◆ Article
4

sometimes when you copy code from a document it gets line numbers and strange quotes. I've written a script to remove those initial numbers but it is very hard to find a way to remove those strange quotes ‘’“” so I've included my full code. It reads in a file and puts out a formatted file. But the compiler warns that these quotes are multi characters, which I guess means non standard ascii chars. It kinda works but it's not a great solution. Any help appreciated:

#include <iostream>
#include <fstream>
#include <string>

using namespace std;

string replaceChar(string str, char ch1, char ch2);

// Main
int main(int argc, char *argv[]) {

    string line;

    fstream stri, stro;
    // ifstream in
    stri.open(argv[1], ios::in);
    if(stri.fail()){
        cerr << "File failed to open for input" << endl;
        return 1;
    }

    // ofstream out
    stro.open("file_out.txt", ios::out);
    if(stro.fail()){
        cerr << "File failed to open for output" << endl;
        return 1;
    }

    // Read - Write
    //stri.get(c);
    getline(stri, line, '\n');
    while(!stri.eof()){
        // Remove numbers
        line.erase(0,3);

        //line.replace( line.begin(), line.end(), "‘", "\'" );
        //line.replace( line.begin(), line.end(), "’", "\'" );
        //line.replace( line.begin(), line.end(), "“", "\'" );
        //line.replace( line.begin(), line.end(), "”", "\'" );
        line = replaceChar(line, '‘','\'');
        line = replaceChar(line, '’','\'');
        line = replaceChar(line, '“','\"');
        line = replaceChar(line, '”','\"');

        stro << line << endl;
        getline(stri, line, '\n');
    }

    // Close files
    stri.close();
    stro.close();

    // Output
    cout << "File Edited Ok!";
    //cout << count -1 << " characters copied."<< endl; 
}

string replaceChar(string str, char ch1, char ch2) {
  for (int i = 0; i < str.length(); ++i) {
    if (str[i] == ch1)

◆ Set exercise 1
In the records, from the line with "--target=building facade --mode=segment" through the end of the records, multiply every polygon coordinate by 2.35 and round to whole numbers, with halves going up. Write out all those lines again, requests included, and leave out the pictures.
The records come from a source unrelated to the forum post above.

◆ Raw data
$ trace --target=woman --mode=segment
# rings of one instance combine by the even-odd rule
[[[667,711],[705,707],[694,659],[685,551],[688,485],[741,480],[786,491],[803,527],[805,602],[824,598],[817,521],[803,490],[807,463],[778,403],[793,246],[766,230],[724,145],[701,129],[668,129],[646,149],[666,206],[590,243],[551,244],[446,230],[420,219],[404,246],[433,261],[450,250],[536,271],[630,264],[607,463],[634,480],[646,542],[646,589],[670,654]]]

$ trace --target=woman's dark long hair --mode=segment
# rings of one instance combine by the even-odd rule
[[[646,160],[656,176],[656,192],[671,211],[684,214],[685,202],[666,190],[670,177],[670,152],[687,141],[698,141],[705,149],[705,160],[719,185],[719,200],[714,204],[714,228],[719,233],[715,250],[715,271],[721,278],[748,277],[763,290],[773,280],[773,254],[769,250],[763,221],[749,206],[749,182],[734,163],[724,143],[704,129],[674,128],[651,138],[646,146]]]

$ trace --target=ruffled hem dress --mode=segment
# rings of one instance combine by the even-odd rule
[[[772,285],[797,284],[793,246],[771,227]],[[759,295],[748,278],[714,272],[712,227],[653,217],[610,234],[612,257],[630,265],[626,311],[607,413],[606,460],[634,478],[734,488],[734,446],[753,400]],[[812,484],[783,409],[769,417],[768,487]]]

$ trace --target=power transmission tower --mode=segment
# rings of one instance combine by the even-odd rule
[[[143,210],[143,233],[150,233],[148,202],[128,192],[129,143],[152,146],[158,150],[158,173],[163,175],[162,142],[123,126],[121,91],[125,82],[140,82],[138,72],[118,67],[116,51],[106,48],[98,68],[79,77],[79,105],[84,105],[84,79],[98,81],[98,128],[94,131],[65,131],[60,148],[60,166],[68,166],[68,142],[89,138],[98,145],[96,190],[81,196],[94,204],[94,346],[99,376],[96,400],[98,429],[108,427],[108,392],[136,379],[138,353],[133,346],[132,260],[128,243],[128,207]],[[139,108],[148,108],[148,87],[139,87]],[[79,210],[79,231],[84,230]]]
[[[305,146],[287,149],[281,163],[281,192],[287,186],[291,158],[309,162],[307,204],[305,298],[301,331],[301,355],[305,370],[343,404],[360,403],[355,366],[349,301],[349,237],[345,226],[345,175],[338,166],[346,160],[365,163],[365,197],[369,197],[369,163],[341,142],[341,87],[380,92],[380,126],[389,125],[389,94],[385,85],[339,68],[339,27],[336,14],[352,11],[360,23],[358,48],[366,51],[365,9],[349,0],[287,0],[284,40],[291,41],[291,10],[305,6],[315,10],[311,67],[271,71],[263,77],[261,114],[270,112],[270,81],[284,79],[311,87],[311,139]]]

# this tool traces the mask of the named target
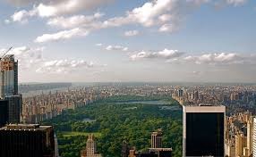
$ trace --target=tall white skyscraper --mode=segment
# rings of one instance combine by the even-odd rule
[[[8,101],[8,123],[20,123],[22,95],[18,95],[18,61],[13,54],[0,59],[0,98]]]
[[[14,55],[5,55],[0,62],[1,97],[18,95],[18,61]]]

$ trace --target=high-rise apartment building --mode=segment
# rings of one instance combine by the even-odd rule
[[[53,127],[11,124],[1,128],[0,156],[55,157]]]
[[[20,123],[22,96],[18,95],[18,62],[14,55],[0,60],[0,98],[8,101],[9,123]]]
[[[151,134],[151,148],[162,148],[162,130],[158,129]]]
[[[183,156],[224,156],[225,106],[183,106]]]
[[[256,118],[253,119],[252,156],[256,157]]]
[[[22,95],[7,95],[4,100],[8,102],[8,122],[20,123],[20,117],[22,109]]]
[[[90,134],[86,143],[86,150],[81,152],[81,157],[101,157],[101,154],[97,153],[95,137]]]
[[[0,62],[0,95],[18,95],[18,62],[14,55],[5,55]]]
[[[235,156],[243,156],[243,149],[246,148],[246,143],[247,143],[246,136],[244,136],[243,133],[237,133],[237,135],[235,136]]]
[[[0,128],[8,121],[8,101],[0,100]]]
[[[252,140],[253,140],[253,117],[251,116],[247,121],[247,148],[249,155],[252,154]]]

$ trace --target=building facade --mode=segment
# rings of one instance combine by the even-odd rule
[[[101,154],[97,153],[97,146],[93,135],[89,135],[86,143],[86,150],[81,151],[81,157],[101,157]]]
[[[4,100],[8,102],[8,123],[20,123],[22,110],[22,95],[7,95]]]
[[[13,54],[0,60],[0,98],[8,101],[7,121],[20,123],[22,96],[18,95],[18,61]]]
[[[0,100],[0,128],[8,121],[8,101]]]
[[[151,148],[162,148],[162,130],[158,129],[151,134]]]
[[[183,156],[225,155],[225,106],[183,106]]]
[[[256,157],[256,118],[253,119],[253,141],[252,141],[252,153]]]
[[[55,157],[53,127],[11,124],[1,128],[0,156]]]
[[[0,62],[0,95],[18,95],[18,62],[14,55],[5,55]]]

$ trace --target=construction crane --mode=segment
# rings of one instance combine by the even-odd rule
[[[4,54],[4,55],[2,55],[2,57],[0,58],[0,61],[1,61],[3,58],[4,58],[4,56],[7,54],[7,53],[9,53],[12,49],[13,49],[13,46],[10,47],[10,48]]]

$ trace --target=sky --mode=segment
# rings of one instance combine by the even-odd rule
[[[1,0],[20,82],[256,82],[254,0]]]

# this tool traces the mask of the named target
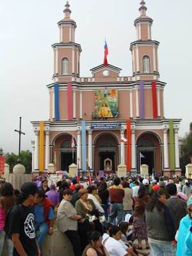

◆ Set exercise 2
Transcribe the forum post about stripping line numbers and curly quotes word for word.

◆ Complete response 1
$ trace --target=building facade --mode=segment
# rings of one instance combine by the even-odd rule
[[[237,362],[228,360],[228,343],[219,317],[209,317],[202,336],[202,353],[190,355],[190,369],[237,369]]]
[[[9,235],[19,240],[19,289],[47,289],[52,259],[52,223],[16,223]]]
[[[31,127],[0,141],[0,230],[19,237],[16,284],[47,289],[52,226],[42,223],[42,143]]]
[[[0,235],[0,301],[19,284],[19,237]]]
[[[355,348],[381,348],[381,306],[371,303],[355,315]]]
[[[430,367],[529,364],[529,249],[430,249]]]
[[[602,369],[602,277],[595,280],[595,331],[592,331],[592,360]]]
[[[129,369],[125,298],[26,291],[2,301],[0,367]]]
[[[0,146],[0,223],[42,223],[42,146],[33,129],[12,129]]]

$ trace --target=construction crane --mode=segment
# rings of one instance combine by the even-odd rule
[[[9,127],[9,129],[5,129],[5,134],[0,136],[0,143],[2,143],[7,136],[9,136],[9,132],[16,127],[16,125],[21,125],[28,115],[31,115],[31,108],[24,110],[24,113]]]

$ trace --target=sky --mode=segment
# rings of one instance combine by the even-odd rule
[[[2,0],[47,193],[602,193],[597,0]]]

# this tool traces the mask of the named target

◆ Complete response 2
4

sometimes when you copy code from a document it gets line numbers and strange quotes. I've written a script to remove those initial numbers but it is very hard to find a way to remove those strange quotes ‘’“” so I've included my full code. It reads in a file and puts out a formatted file. But the compiler warns that these quotes are multi characters, which I guess means non standard ascii chars. It kinda works but it's not a great solution. Any help appreciated:

#include <iostream>
#include <fstream>
#include <string>

using namespace std;

string replaceChar(string str, char ch1, char ch2);

// Main
int main(int argc, char *argv[]) {

    string line;

    fstream stri, stro;
    // ifstream in
    stri.open(argv[1], ios::in);
    if(stri.fail()){
        cerr << "File failed to open for input" << endl;
        return 1;
    }

    // ofstream out
    stro.open("file_out.txt", ios::out);
    if(stro.fail()){
        cerr << "File failed to open for output" << endl;
        return 1;
    }

    // Read - Write
    //stri.get(c);
    getline(stri, line, '\n');
    while(!stri.eof()){
        // Remove numbers
        line.erase(0,3);

        //line.replace( line.begin(), line.end(), "‘", "\'" );
        //line.replace( line.begin(), line.end(), "’", "\'" );
        //line.replace( line.begin(), line.end(), "“", "\'" );
        //line.replace( line.begin(), line.end(), "”", "\'" );
        line = replaceChar(line, '‘','\'');
        line = replaceChar(line, '’','\'');
        line = replaceChar(line, '“','\"');
        line = replaceChar(line, '”','\"');

        stro << line << endl;
        getline(stri, line, '\n');
    }

    // Close files
    stri.close();
    stro.close();

    // Output
    cout << "File Edited Ok!";
    //cout << count -1 << " characters copied."<< endl; 
}

string replaceChar(string str, char ch1, char ch2) {
  for (int i = 0; i < str.length(); ++i) {
    if (str[i] == ch1)